> _Task item_: Show every line below where "rough" appears.

> _Data extracts_:
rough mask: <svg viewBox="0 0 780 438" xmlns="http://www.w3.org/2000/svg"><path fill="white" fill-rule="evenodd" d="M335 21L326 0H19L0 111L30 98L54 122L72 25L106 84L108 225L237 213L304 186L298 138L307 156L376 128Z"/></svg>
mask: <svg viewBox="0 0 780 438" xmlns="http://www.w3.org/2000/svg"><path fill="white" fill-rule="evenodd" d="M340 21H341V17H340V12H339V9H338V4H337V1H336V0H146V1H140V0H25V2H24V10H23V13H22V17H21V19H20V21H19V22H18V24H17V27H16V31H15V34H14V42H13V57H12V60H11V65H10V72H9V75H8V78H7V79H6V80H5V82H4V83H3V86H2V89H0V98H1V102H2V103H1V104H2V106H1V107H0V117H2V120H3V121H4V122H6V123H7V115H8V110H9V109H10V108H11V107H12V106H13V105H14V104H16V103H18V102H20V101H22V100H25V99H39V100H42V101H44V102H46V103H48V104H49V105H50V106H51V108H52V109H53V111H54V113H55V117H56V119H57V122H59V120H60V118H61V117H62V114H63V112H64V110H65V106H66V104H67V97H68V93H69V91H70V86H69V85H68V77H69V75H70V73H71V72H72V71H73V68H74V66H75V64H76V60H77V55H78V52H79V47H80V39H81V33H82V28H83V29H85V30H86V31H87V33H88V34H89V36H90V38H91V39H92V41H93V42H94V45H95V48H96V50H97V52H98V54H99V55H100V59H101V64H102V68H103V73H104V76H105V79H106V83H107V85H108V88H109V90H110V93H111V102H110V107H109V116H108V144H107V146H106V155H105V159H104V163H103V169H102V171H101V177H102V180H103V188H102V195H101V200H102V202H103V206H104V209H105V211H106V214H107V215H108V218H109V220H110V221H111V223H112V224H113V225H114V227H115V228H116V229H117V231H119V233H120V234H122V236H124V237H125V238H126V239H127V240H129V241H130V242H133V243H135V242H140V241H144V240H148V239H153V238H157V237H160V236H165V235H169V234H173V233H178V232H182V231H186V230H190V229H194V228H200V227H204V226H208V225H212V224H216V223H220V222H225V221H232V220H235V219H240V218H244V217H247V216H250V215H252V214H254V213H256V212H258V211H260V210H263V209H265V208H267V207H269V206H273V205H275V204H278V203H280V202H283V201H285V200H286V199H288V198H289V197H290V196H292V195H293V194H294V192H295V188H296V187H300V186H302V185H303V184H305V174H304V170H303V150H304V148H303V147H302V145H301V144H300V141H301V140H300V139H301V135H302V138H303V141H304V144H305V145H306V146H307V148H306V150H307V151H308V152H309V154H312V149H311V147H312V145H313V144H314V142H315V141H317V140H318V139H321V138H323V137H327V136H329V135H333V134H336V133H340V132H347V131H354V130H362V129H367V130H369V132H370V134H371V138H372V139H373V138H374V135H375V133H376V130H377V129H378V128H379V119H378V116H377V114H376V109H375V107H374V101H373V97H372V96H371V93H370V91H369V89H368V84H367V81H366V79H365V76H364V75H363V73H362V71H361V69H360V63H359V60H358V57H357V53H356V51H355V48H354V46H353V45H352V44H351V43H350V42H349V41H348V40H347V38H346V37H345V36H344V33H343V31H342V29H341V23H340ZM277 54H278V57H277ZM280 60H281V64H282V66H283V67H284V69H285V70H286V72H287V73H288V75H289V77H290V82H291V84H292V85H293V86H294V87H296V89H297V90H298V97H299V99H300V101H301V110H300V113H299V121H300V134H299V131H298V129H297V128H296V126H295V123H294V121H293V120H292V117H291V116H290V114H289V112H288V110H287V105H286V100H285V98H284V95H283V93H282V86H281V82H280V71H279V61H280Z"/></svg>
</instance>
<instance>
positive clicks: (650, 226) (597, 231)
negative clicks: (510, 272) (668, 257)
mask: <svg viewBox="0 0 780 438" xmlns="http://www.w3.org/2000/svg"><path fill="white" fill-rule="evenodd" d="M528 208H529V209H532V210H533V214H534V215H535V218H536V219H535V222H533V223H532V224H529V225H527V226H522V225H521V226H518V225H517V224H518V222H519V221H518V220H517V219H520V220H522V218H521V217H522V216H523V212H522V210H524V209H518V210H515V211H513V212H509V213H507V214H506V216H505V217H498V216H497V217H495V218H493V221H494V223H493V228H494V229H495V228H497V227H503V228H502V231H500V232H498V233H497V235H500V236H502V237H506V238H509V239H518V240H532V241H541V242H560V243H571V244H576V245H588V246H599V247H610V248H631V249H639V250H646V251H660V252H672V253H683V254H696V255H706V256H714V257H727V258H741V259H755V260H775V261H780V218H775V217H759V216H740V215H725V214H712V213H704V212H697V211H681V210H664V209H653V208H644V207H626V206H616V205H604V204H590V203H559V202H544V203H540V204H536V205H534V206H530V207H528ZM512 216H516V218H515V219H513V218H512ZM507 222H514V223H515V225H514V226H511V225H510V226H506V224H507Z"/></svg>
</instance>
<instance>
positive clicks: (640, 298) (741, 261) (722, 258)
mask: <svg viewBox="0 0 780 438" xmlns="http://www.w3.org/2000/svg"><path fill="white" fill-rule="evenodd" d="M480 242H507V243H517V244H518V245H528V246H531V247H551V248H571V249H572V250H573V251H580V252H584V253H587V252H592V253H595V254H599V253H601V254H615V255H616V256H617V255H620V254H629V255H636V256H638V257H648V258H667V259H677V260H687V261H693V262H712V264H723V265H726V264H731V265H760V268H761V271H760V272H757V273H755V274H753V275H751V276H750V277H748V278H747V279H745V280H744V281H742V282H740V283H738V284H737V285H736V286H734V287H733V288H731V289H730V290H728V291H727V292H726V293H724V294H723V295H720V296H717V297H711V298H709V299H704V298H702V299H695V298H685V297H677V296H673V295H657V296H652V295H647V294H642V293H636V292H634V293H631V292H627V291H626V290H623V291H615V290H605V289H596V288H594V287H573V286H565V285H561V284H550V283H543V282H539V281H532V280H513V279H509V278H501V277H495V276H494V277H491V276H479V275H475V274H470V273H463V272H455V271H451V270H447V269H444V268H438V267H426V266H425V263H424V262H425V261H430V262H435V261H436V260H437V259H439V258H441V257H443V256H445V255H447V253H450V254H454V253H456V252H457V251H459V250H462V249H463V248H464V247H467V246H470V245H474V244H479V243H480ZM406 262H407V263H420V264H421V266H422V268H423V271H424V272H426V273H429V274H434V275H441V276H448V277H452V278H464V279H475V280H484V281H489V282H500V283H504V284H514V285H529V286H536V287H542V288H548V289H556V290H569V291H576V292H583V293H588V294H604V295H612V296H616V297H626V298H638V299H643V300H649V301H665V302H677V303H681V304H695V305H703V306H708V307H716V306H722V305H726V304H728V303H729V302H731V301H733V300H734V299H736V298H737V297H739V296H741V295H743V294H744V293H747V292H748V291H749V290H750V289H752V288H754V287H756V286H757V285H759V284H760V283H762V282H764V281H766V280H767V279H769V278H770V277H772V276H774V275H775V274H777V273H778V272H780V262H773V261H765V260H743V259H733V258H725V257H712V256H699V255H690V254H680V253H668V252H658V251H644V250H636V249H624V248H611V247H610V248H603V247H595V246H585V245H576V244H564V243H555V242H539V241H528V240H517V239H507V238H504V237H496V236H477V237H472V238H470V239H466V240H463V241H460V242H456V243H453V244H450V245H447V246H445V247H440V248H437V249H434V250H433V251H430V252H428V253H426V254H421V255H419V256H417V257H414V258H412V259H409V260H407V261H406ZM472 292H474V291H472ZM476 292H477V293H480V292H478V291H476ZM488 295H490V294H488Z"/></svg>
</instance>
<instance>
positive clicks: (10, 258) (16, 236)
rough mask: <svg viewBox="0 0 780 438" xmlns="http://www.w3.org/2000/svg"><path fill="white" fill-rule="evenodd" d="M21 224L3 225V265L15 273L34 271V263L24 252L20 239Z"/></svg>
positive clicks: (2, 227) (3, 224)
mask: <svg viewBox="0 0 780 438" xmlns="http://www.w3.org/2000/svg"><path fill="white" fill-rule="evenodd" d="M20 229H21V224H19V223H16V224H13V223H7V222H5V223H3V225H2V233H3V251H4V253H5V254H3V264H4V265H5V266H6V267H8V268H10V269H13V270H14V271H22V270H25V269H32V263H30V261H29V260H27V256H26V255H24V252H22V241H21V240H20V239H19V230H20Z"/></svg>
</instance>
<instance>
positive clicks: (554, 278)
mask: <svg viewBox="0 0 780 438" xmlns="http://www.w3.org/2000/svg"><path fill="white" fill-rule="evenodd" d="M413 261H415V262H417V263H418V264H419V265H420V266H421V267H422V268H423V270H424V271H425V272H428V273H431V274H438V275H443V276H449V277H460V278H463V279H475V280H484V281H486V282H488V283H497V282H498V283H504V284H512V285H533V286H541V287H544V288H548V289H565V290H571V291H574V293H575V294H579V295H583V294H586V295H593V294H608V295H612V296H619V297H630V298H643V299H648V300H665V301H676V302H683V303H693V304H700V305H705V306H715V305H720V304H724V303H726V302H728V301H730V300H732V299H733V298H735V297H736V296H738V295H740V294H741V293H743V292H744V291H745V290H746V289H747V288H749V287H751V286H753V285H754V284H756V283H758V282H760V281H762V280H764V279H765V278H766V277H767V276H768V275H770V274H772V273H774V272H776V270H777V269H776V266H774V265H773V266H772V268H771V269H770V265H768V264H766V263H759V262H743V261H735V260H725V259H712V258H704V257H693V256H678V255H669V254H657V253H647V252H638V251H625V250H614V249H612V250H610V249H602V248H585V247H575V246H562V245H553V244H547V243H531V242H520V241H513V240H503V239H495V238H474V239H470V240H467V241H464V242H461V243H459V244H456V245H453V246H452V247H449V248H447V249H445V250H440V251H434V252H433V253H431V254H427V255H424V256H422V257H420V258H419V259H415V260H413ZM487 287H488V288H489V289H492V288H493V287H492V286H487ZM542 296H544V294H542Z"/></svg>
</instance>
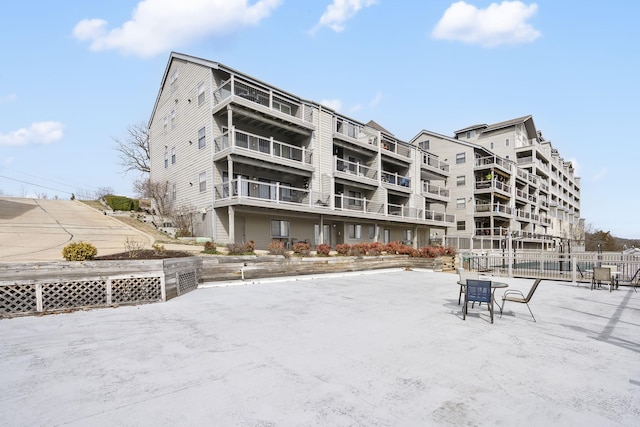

> _Result for this exercise_:
rough mask: <svg viewBox="0 0 780 438" xmlns="http://www.w3.org/2000/svg"><path fill="white" fill-rule="evenodd" d="M335 21L326 0H19L0 111L30 98L54 122L72 25L106 84L108 225L237 213L304 186L298 138L307 156L376 128Z"/></svg>
rough mask: <svg viewBox="0 0 780 438" xmlns="http://www.w3.org/2000/svg"><path fill="white" fill-rule="evenodd" d="M21 224L3 225V265L15 273L34 271V263L24 252L20 239Z"/></svg>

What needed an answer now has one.